------ SUPPLIED ENTRIES ------
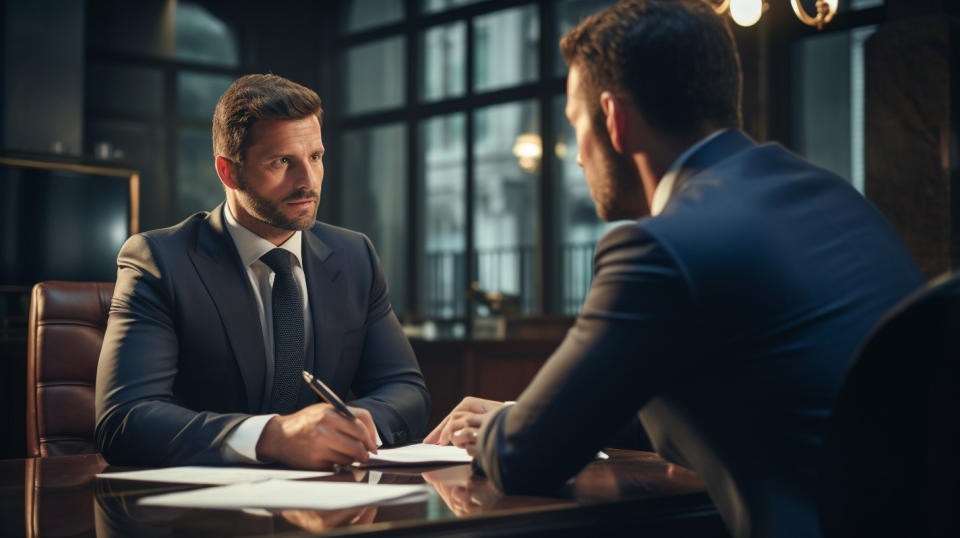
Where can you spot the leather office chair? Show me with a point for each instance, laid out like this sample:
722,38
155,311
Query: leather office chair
889,464
65,333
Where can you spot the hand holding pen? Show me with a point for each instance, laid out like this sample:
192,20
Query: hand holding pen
319,436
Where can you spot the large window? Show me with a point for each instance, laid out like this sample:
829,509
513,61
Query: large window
456,158
828,87
155,70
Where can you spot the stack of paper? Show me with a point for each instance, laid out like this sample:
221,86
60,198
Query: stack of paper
419,454
211,475
287,494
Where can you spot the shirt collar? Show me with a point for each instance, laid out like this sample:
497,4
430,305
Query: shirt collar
251,246
665,189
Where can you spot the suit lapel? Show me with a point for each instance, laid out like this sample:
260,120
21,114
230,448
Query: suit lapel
218,264
322,267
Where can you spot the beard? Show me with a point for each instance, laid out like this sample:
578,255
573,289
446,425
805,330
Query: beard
271,212
617,193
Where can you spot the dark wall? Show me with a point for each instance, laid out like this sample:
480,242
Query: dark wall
43,75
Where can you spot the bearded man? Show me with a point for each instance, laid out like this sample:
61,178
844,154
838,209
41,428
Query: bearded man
214,320
724,316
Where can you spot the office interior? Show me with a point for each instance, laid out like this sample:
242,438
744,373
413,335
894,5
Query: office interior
447,145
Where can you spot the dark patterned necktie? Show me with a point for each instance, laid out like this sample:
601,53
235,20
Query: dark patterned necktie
287,333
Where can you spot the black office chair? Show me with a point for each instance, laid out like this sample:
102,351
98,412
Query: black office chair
891,460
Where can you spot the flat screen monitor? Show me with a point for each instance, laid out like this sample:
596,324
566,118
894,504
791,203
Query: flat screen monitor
63,221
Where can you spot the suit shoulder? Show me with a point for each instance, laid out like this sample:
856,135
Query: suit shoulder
171,237
336,236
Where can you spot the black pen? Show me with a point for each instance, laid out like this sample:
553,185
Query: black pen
328,395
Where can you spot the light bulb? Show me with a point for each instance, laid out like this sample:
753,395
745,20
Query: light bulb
746,12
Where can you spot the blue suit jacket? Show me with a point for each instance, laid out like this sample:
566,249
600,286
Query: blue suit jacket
182,362
726,323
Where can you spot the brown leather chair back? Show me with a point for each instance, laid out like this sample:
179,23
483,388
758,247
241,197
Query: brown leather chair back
65,333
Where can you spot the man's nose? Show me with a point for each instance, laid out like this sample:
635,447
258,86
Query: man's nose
311,176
------
**AIM:** Transcribe the material exactly, and leave out whatever pictures it holds.

**FULL SOLUTION:**
Where can you spot the leather office chair? Show me with a point for each instance, laid out like this sample:
722,38
155,311
Query: leather office chair
889,464
65,333
Where can you spot the hand holding pen? Show me with a point for each instance, laid out like this sample:
192,20
Query: hand holding pen
319,436
Where can you spot the large window? Show me with a point for each instance, laid out like this sample:
829,509
513,61
Query: large window
456,158
828,87
155,70
Where can you spot the stack of paper? Show me with a point for each instance, laid out like this sample:
221,86
60,198
Query: stack of paper
419,454
211,475
287,494
Where can you spot the shirt collar? Show me with a point for each instance, laid out like this sample:
497,4
430,305
Query: shirt collar
251,246
665,189
Where can you spot the suit lapel? Show me with a point for each instance, laid out like this sample:
260,120
21,114
230,448
Query: suit lapel
218,264
322,267
Where can you spot the beard? Show me with a point for each instance, laid out like this sample:
578,255
573,289
446,425
805,330
Query: beard
271,212
617,193
Where can you spot the dark wall? Show me with a point for each instance, laid out like this sample:
480,242
Query: dark wall
43,75
Where can you spot the bearded man? Show me with a point for each instance, laid out like this sample:
61,178
844,154
838,209
41,428
Query: bearded man
214,320
724,316
Where can you spot the office interior? Show me with a point for each instance, laid out like this sample:
242,438
744,373
413,335
894,5
Query: office interior
447,145
Where can you spot the dark patterned necktie? Show me with a point for each instance, laid out like this sample:
601,53
235,20
Query: dark patterned necktie
287,333
Where can you spot the black office chair? Show me with a point for each instance, laid out like this sample:
102,351
98,412
Query: black office chair
891,460
Where can you spot the flat screen monitor? Show me with a point for each instance, laid out like this sample:
596,324
566,118
894,504
791,203
Query: flat screen monitor
63,221
Where can you spot the suit shoulder? Show me with a point for each instance, laid out like this sample:
856,135
Query: suit shoulder
171,237
336,236
Where can you spot the black pen? Show me with a point for each instance, laid out like this sample:
553,185
Query: black pen
328,395
Where can you spot the light bulb? Show me with a point for each instance, laid out like this sample:
753,395
745,20
Query: light bulb
746,12
Where can you spot the blue suit jacket? Show me with a point for each instance, laid out like this sample:
566,249
600,286
Query: blue suit jacket
182,362
726,323
Where can you spot the brown leather chair back? Show me with a point for each instance, laid out like this sample:
179,23
483,388
758,247
241,197
Query: brown leather chair back
65,333
Where can you spot the man's nose? Show me with a point for each instance, laid out like this sample:
635,447
258,86
Query: man's nose
311,176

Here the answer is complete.